▶ Source passage:
In [1]:
import pandas as pd
import numpy as np
%pylab inline
pylab.style.use('ggplot')


Populating the interactive namespace from numpy and matplotlib

In [2]:
with open('bank-additional-names.txt', encoding='utf-8') as f:
    text = f.read()

print(text)


Citation Request:
  This dataset is publicly available for research. The details are described in [Moro et al., 2014]. 
  Please include this citation if you plan to use this database:

  [Moro et al., 2014] S. Moro, P. Cortez and P. Rita. A Data-Driven Approach to Predict the Success of Bank Telemarketing. Decision Support Systems, In press, http://dx.doi.org/10.1016/j.dss.2014.03.001

  Available at: [pdf] http://dx.doi.org/10.1016/j.dss.2014.03.001
                [bib] http://www3.dsi.uminho.pt/pcortez/bib/2014-dss.txt

1. Title: Bank Marketing (with social/economic context)

2. Sources
   Created by: Sérgio Moro (ISCTE-IUL), Paulo Cortez (Univ. Minho) and Paulo Rita (ISCTE-IUL) @ 2014
   
3. Past Usage:

  The full dataset (bank-additional-full.csv) was described and analyzed in:

  S. Moro, P. Cortez and P. Rita. A Data-Driven Approach to Predict the Success of Bank Telemarketing. Decision Support Systems (2014), doi:10.1016/j.dss.2014.03.001.
 
4. Relevant Information:

   This dataset is based on "Bank Marketing" UCI dataset (please check the description at: http://archive.ics.uci.edu/ml/datasets/Bank+Marketing).
   The data is enriched by the addition of five new social and economic features/attributes (national wide indicators from a ~10M population country), published by the Banco de Portugal and publicly available at: https://www.bportugal.pt/estatisticasweb.
   This dataset is almost identical to the one used in [Moro et al., 2014] (it does not include all attributes due to privacy concerns). 
   Using the rminer package and R tool (http://cran.r-project.org/web/packages/rminer/), we found that the addition of the five new social and economic attributes (made available here) lead to substantial improvement in the prediction of a success, even when the duration of the call is not included. Note: the file can be read in R using: d=read.table("bank-additional-full.csv",header=TRUE,sep=";")
   
   The zip file includes two datasets: 
      1) bank-additional-full.csv with all examples, ordered by date (from May 2008 to November 2010).
      2) bank-additional.csv with 10% of the examples (4119), randomly selected from bank-additional-full.csv.
   The smallest dataset is provided to test more computationally demanding machine learning algorithms (e.g., SVM).

   The binary classification goal is to predict if the client will subscribe a bank term deposit (variable y).

▶ Set task 1:
Answer these questions using the dataset notes:
(a) Which university is Paulo Cortez affiliated with?
(b) What span of dates does bank-additional-full.csv cover?
(c) How many examples are in bank-additional.csv?
▶ Set task 2: Extract the passage from the dataset notes starting at "Please include this" and ending at "(with social/economic context)".
The listing after the dataset notes is not needed for this work.

[Part of a data file]

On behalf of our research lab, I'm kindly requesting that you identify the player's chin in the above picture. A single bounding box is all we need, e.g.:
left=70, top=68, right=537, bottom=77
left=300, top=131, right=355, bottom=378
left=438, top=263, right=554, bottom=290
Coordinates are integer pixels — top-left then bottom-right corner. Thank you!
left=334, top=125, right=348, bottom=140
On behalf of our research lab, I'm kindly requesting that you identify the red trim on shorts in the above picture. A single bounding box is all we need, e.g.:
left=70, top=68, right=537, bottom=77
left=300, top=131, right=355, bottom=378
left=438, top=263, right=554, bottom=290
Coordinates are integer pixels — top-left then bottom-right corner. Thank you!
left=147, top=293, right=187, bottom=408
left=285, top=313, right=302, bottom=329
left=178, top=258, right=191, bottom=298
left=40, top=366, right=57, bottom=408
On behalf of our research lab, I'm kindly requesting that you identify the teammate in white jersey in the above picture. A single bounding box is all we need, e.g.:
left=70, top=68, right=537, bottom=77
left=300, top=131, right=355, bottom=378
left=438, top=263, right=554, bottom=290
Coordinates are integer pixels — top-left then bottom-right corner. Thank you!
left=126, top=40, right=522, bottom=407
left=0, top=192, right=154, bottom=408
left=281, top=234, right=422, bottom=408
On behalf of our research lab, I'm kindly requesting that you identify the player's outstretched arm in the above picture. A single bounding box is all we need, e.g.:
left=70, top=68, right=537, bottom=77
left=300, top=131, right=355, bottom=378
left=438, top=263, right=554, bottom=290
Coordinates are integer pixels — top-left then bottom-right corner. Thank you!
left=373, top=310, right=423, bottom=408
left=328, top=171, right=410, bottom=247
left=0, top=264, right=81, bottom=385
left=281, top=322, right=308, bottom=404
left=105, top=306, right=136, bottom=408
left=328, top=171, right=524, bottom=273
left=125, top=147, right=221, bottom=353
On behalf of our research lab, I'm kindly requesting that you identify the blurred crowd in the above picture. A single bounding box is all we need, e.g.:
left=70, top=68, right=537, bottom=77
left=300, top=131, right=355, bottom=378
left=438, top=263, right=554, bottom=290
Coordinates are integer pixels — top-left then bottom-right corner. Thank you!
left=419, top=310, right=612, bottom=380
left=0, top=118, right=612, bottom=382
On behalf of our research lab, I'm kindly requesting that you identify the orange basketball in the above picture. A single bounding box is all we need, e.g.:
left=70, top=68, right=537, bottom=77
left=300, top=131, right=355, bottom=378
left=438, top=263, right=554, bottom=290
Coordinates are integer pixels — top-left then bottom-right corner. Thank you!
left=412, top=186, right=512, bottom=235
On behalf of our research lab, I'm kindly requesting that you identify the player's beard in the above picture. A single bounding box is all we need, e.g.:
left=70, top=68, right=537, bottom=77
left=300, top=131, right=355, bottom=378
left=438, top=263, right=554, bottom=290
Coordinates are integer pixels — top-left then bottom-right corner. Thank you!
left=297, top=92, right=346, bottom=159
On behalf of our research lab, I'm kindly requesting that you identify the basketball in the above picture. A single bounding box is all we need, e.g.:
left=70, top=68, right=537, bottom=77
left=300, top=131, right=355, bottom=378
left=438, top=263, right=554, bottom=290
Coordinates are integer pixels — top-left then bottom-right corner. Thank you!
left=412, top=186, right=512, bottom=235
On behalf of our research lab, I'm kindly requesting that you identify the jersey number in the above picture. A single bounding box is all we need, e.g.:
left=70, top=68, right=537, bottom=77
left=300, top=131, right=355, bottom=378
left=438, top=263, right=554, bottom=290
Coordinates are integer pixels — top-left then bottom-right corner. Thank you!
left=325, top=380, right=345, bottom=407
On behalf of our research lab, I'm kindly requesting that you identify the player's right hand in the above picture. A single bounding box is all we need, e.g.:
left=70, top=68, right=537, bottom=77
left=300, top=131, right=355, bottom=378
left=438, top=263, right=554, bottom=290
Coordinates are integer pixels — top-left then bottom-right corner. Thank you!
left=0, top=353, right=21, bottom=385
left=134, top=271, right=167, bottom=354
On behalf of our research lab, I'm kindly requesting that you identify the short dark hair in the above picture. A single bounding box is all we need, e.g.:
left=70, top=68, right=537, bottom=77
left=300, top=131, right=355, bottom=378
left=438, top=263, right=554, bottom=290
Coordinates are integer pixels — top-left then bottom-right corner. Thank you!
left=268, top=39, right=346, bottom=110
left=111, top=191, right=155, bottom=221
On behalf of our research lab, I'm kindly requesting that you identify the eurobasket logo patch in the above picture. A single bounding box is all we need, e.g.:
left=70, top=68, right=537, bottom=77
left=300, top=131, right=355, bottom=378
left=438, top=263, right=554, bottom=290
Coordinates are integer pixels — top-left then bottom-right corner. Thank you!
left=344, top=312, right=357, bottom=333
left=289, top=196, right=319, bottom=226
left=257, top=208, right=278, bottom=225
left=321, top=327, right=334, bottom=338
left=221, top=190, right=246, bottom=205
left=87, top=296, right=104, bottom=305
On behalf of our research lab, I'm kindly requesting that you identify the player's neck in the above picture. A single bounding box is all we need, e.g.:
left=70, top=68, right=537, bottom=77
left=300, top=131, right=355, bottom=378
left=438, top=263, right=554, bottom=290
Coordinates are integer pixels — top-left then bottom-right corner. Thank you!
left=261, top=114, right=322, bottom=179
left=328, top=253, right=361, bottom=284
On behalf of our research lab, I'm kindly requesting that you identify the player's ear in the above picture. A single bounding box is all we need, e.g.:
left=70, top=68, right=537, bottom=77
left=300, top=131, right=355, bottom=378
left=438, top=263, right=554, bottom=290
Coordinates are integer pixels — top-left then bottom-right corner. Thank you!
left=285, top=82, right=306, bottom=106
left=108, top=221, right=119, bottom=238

▶ Complete output 1:
(a) Univ. Minho
(b) May 2008 to November 2010
(c) 4119

▶ Complete output 2:
Please include this citation if you plan to use this database:

  [Moro et al., 2014] S. Moro, P. Cortez and P. Rita. A Data-Driven Approach to Predict the Success of Bank Telemarketing. Decision Support Systems, In press, http://dx.doi.org/10.1016/j.dss.2014.03.001

  Available at: [pdf] http://dx.doi.org/10.1016/j.dss.2014.03.001
                [bib] http://www3.dsi.uminho.pt/pcortez/bib/2014-dss.txt

1. Title: Bank Marketing (with social/economic context)